(Stored records)
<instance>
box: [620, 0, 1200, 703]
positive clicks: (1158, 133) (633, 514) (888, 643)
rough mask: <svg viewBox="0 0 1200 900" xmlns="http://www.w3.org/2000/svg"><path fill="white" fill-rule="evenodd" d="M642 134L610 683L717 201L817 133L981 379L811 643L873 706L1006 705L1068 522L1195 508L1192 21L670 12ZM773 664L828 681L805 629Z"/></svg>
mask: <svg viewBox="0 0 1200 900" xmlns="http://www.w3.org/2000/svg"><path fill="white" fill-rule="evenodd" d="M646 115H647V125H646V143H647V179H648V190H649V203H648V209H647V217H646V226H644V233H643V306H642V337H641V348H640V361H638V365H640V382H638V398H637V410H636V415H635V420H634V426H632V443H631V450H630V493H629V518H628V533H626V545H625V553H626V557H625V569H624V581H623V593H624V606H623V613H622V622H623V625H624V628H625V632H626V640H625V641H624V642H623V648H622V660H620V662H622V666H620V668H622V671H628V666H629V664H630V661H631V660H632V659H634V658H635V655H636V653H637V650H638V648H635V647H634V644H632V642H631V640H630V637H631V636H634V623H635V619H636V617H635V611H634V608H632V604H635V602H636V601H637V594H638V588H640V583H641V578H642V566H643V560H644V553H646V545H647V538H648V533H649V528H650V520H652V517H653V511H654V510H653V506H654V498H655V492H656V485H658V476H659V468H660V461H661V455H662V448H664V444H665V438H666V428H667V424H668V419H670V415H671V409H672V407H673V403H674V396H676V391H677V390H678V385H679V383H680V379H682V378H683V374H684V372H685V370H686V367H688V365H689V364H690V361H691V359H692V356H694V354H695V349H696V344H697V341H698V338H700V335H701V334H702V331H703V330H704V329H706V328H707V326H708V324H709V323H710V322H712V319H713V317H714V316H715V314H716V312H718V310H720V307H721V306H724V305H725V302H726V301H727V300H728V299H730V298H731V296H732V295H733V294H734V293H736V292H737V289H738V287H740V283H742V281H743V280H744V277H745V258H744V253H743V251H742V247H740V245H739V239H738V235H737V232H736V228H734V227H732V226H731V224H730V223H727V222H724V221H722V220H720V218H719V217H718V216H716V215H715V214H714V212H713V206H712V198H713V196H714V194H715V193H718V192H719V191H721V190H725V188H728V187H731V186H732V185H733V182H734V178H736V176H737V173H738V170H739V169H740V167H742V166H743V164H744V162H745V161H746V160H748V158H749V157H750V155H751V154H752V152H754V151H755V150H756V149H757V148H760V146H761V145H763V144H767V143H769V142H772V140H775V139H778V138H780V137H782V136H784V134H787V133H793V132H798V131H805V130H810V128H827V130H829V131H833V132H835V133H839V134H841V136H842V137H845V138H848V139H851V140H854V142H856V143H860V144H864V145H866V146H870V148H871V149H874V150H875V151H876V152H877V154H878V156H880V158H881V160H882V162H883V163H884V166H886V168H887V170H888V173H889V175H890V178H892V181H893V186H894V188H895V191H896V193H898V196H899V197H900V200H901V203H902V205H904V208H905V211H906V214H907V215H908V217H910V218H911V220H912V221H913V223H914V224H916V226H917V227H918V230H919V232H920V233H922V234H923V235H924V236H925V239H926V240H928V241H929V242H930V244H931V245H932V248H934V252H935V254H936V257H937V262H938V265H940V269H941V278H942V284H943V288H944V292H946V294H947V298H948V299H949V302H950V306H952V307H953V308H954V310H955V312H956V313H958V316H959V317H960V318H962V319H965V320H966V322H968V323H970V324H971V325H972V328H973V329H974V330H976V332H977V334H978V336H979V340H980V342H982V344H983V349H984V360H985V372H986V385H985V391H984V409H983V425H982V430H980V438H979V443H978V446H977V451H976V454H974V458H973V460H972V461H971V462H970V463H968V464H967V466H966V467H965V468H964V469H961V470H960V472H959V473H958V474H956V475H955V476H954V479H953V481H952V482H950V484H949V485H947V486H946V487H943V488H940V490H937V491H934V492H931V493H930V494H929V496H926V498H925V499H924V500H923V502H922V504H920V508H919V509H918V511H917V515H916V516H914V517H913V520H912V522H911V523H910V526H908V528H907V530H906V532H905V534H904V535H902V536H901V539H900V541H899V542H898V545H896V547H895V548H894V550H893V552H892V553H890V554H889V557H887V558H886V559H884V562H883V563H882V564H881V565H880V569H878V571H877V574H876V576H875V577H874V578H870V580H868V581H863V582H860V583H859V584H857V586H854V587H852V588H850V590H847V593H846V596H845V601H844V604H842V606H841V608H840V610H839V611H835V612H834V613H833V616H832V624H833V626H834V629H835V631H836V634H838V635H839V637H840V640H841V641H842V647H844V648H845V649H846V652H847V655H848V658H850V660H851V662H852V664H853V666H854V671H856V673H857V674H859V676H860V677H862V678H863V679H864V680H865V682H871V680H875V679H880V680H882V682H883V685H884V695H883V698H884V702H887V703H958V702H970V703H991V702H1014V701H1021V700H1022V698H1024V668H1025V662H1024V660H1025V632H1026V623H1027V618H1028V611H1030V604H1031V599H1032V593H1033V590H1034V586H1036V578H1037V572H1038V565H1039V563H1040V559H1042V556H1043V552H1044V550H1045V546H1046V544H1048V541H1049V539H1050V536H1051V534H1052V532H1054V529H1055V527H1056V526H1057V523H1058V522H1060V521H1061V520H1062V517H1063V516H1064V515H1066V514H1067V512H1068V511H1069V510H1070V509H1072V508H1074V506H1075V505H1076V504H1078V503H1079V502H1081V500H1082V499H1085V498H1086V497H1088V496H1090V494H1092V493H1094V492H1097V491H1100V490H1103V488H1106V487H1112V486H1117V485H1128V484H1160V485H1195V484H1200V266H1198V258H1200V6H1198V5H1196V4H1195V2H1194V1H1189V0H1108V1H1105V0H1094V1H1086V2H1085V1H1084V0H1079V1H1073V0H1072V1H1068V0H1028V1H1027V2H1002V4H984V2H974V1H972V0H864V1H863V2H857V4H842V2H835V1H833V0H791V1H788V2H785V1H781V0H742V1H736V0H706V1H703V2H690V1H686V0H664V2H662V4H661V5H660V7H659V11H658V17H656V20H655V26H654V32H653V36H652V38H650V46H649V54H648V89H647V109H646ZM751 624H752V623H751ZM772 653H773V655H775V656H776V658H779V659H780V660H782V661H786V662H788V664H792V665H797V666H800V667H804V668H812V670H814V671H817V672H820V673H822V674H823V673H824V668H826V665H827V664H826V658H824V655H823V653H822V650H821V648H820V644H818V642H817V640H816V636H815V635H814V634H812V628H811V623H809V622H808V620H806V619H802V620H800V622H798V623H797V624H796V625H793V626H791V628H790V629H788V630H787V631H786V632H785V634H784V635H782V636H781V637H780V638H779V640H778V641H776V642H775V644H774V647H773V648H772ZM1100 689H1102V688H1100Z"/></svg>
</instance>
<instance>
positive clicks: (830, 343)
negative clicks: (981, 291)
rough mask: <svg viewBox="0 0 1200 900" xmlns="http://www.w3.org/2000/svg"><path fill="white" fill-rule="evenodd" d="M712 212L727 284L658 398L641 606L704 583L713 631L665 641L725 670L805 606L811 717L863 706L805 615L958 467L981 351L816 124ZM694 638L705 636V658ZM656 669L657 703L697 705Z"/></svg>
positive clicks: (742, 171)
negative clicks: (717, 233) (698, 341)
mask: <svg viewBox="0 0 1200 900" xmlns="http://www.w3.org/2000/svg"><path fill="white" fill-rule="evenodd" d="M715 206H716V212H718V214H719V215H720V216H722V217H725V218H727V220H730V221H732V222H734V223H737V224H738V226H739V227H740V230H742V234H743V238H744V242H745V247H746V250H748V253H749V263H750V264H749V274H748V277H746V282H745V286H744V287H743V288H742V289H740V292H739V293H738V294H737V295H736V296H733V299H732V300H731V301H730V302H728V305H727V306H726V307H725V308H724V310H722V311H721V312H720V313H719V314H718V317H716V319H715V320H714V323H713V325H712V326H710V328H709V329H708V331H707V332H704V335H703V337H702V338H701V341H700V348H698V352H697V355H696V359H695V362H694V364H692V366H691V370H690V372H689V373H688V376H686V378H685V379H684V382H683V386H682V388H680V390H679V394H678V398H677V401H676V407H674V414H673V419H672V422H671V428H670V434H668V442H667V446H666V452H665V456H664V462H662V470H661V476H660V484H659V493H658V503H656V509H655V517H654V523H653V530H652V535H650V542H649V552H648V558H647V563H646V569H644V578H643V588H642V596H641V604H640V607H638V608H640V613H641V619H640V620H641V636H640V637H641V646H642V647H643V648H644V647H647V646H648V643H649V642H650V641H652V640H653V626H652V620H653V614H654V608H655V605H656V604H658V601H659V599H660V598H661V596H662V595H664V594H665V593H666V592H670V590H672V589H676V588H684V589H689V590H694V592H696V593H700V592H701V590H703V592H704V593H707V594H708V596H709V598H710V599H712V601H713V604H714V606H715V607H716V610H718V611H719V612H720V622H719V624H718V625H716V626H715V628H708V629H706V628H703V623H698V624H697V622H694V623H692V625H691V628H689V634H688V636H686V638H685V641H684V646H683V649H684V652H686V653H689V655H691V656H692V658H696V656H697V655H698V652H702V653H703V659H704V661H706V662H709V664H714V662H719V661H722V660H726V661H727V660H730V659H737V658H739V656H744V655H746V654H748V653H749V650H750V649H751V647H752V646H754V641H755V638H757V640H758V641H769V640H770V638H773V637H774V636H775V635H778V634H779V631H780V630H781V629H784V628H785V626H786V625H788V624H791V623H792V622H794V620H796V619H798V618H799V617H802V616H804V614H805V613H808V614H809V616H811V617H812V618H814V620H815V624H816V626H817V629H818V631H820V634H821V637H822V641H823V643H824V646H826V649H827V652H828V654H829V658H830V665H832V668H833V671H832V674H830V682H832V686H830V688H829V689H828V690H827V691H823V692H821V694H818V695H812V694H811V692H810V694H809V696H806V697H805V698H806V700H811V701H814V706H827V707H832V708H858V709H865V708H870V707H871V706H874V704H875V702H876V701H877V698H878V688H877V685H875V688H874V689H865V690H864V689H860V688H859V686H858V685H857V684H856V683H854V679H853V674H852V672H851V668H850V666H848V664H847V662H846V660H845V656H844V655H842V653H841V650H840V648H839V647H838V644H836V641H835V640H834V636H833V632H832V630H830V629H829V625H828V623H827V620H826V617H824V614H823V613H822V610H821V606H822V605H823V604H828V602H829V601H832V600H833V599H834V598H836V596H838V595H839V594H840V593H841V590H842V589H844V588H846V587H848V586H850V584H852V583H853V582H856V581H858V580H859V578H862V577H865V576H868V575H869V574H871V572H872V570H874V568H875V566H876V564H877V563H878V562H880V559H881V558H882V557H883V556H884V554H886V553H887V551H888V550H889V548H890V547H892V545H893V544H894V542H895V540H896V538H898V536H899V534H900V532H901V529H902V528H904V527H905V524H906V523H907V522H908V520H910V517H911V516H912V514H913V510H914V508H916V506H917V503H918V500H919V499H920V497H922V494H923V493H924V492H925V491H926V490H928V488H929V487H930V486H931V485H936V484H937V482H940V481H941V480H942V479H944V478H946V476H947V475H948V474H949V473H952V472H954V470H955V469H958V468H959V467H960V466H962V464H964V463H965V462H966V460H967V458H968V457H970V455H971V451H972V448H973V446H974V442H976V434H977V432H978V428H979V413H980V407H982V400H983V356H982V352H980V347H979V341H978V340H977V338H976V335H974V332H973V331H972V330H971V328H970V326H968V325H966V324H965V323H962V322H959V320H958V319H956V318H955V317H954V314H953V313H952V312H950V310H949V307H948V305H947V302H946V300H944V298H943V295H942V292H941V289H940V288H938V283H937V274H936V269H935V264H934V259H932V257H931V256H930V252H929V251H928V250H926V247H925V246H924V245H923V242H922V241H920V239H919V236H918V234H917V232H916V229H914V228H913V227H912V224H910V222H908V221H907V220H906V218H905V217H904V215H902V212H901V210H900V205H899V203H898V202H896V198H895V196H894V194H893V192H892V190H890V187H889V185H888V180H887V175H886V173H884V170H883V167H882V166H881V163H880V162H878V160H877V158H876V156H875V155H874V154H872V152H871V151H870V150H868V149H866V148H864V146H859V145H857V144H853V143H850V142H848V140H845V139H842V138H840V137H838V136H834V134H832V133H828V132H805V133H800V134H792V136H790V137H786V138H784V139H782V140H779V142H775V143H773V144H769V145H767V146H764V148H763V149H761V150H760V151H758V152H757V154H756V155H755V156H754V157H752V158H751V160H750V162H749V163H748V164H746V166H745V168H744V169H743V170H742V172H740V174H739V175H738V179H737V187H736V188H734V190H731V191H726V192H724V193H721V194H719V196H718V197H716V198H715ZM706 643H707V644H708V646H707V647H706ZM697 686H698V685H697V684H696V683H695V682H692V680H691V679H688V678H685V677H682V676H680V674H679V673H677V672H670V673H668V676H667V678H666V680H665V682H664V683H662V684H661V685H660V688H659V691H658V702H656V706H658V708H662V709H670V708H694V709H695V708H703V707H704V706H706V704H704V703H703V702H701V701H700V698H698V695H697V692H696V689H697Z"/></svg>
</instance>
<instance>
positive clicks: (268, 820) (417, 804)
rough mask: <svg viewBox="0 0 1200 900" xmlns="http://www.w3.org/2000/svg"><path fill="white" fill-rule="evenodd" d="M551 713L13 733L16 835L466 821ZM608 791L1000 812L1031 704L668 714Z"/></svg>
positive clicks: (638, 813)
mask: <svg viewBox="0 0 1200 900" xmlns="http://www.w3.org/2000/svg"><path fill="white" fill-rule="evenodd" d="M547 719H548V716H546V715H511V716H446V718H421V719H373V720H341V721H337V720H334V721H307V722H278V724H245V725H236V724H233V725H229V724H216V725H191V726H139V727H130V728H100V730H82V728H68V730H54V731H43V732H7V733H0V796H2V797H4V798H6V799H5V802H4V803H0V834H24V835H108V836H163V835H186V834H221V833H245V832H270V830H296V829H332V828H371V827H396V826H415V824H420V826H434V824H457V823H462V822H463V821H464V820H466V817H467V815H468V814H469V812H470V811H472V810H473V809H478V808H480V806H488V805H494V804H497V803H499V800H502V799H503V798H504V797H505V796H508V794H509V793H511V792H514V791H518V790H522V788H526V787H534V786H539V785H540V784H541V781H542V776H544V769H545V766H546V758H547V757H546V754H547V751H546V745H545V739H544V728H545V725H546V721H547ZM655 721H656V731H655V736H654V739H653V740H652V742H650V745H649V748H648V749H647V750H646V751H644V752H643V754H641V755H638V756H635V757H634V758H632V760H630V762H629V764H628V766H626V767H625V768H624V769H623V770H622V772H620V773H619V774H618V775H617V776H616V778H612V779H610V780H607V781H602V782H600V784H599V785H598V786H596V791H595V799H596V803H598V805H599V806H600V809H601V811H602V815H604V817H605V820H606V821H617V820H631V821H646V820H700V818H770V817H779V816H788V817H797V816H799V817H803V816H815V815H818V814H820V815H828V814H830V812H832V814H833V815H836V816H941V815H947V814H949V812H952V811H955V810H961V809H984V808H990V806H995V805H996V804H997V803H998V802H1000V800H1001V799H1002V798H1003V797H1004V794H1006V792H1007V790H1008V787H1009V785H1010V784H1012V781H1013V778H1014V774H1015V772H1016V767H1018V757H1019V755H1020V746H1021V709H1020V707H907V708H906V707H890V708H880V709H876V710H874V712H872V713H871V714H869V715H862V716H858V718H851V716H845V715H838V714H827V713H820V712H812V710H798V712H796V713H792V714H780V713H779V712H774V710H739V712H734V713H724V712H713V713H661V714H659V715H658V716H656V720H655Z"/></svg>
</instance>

▸ Work required: Scan the data for the string "negative" and copy each line in which it occurs.

▸ Response for this exercise:
negative clicks: (981, 291)
negative clicks: (717, 233) (698, 341)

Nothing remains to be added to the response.